## [Your goal]
A verbatim copy of the entries is the required answer.

Dataset entries
####################

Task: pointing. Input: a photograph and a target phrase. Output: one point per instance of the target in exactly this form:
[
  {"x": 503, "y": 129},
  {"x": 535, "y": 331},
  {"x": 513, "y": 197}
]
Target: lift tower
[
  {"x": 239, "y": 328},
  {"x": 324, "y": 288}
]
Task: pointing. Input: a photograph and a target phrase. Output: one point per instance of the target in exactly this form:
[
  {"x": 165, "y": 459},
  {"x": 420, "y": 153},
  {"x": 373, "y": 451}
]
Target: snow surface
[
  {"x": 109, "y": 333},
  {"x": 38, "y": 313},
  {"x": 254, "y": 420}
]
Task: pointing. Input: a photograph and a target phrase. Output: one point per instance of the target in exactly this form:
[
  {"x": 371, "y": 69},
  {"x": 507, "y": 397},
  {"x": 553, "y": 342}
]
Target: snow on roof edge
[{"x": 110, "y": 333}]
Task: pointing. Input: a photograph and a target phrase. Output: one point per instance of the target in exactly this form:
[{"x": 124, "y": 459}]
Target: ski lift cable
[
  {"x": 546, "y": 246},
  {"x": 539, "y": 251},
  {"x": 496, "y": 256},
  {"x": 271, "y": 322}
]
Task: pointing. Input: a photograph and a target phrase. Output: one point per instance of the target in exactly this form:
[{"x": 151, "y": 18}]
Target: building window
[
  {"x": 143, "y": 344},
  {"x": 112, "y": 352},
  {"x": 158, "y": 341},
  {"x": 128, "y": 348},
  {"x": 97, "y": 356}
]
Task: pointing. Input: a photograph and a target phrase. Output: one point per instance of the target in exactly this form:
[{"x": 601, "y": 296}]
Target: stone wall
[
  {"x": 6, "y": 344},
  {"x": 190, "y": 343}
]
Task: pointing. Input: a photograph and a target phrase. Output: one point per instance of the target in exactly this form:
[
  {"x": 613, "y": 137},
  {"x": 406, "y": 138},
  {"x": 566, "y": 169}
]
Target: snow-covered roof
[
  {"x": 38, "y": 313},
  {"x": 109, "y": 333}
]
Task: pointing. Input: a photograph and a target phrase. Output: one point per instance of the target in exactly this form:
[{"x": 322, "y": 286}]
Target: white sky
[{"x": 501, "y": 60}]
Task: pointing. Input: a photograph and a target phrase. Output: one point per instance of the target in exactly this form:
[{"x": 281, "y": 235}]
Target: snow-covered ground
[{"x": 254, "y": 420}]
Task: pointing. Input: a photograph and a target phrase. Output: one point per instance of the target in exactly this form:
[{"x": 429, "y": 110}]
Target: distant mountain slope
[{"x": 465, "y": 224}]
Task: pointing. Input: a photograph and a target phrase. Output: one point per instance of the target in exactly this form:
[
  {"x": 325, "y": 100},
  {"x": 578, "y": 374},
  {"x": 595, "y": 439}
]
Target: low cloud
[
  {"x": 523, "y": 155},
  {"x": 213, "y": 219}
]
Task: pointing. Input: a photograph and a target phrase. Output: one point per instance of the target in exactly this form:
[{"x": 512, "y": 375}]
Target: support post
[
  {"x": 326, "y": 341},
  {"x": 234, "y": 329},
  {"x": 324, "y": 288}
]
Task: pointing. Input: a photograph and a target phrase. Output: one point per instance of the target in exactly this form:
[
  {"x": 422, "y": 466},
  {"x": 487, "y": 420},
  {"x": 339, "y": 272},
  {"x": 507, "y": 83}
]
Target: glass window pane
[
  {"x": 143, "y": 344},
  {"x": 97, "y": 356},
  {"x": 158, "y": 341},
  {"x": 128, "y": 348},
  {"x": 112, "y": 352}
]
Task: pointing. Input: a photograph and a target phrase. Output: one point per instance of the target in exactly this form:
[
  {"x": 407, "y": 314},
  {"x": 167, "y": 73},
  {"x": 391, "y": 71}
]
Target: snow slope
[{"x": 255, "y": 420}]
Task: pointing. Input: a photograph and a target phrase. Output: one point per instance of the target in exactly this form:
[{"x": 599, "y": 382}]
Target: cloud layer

####################

## [Solution to this exercise]
Task: pointing. Input: a photograph and a target phrase. Output: one point per instance of the target in exactly this form:
[
  {"x": 503, "y": 129},
  {"x": 535, "y": 331},
  {"x": 513, "y": 197}
]
Target: lift tower
[
  {"x": 239, "y": 328},
  {"x": 324, "y": 288}
]
Task: pointing. Input: a photograph and a target phrase. Output: one point per instance of the target in exactly this form:
[
  {"x": 165, "y": 459},
  {"x": 420, "y": 153},
  {"x": 373, "y": 451}
]
Target: snow surface
[
  {"x": 109, "y": 333},
  {"x": 38, "y": 313},
  {"x": 254, "y": 420}
]
Task: pointing. Input: a photograph and a target phrase. Output: one point per instance of the target in exactly this form:
[
  {"x": 371, "y": 69},
  {"x": 507, "y": 397},
  {"x": 553, "y": 342}
]
Target: snow on roof edge
[{"x": 110, "y": 333}]
Task: pointing. Input: a photograph and a target phrase. Output: one point per instance of the target in exactly this form:
[{"x": 124, "y": 459}]
Target: ski lift cable
[
  {"x": 546, "y": 246},
  {"x": 539, "y": 251},
  {"x": 496, "y": 256},
  {"x": 271, "y": 322}
]
Task: pointing. Input: a photograph and a target phrase. Output: one point per instance of the target in exactly this form:
[{"x": 151, "y": 18}]
Target: building window
[
  {"x": 143, "y": 344},
  {"x": 112, "y": 352},
  {"x": 158, "y": 341},
  {"x": 128, "y": 348},
  {"x": 97, "y": 356}
]
Task: pointing. Input: a photograph and a target phrase. Output: one point per instance of the target in exactly this form:
[{"x": 601, "y": 296}]
Target: stone wall
[
  {"x": 6, "y": 344},
  {"x": 190, "y": 343}
]
Task: pointing. Input: a photograph and a target phrase. Output: one point per instance of the target in exactly this form:
[
  {"x": 613, "y": 137},
  {"x": 406, "y": 138},
  {"x": 566, "y": 169}
]
Target: snow-covered roof
[
  {"x": 38, "y": 313},
  {"x": 109, "y": 333}
]
Task: pointing. Input: a photograph and a target phrase. Output: one point per instance of the target in exactly this form:
[{"x": 322, "y": 286}]
Target: white sky
[{"x": 501, "y": 60}]
Task: pointing. Input: a photograph and a target phrase. Output: one point per instance of the target in exactly this form:
[{"x": 281, "y": 235}]
Target: snow-covered ground
[{"x": 254, "y": 420}]
Task: pointing. Input: a photograph and a target phrase. Output: one point per instance of the target in exactly this form:
[{"x": 429, "y": 110}]
Target: distant mountain slope
[{"x": 465, "y": 224}]
Task: pointing. Input: a photograph and a target phrase. Output: one point per instance of the target in exactly this form:
[
  {"x": 325, "y": 100},
  {"x": 578, "y": 374},
  {"x": 595, "y": 439}
]
Target: low cloud
[
  {"x": 523, "y": 155},
  {"x": 213, "y": 219}
]
Task: pointing. Input: a photograph and a target phrase. Output: one point per instance of the target in exactly this form:
[{"x": 512, "y": 375}]
Target: support post
[
  {"x": 326, "y": 341},
  {"x": 234, "y": 329},
  {"x": 324, "y": 288}
]
Task: pointing. Input: a photograph and a target phrase. Output: one point per instance of the target in exactly this form:
[
  {"x": 422, "y": 466},
  {"x": 487, "y": 420},
  {"x": 339, "y": 272},
  {"x": 507, "y": 83}
]
Target: glass window pane
[
  {"x": 143, "y": 344},
  {"x": 97, "y": 356},
  {"x": 158, "y": 341},
  {"x": 128, "y": 348},
  {"x": 112, "y": 352}
]
Task: pointing. Input: a photograph and a target phrase. Output: one point per instance of the target in exactly this form:
[
  {"x": 407, "y": 314},
  {"x": 167, "y": 73},
  {"x": 391, "y": 71}
]
Target: snow slope
[{"x": 255, "y": 420}]
Task: pointing. Input: a photograph and a target phrase. Output: one point per instance of the target in exactly this form:
[{"x": 599, "y": 382}]
Target: cloud layer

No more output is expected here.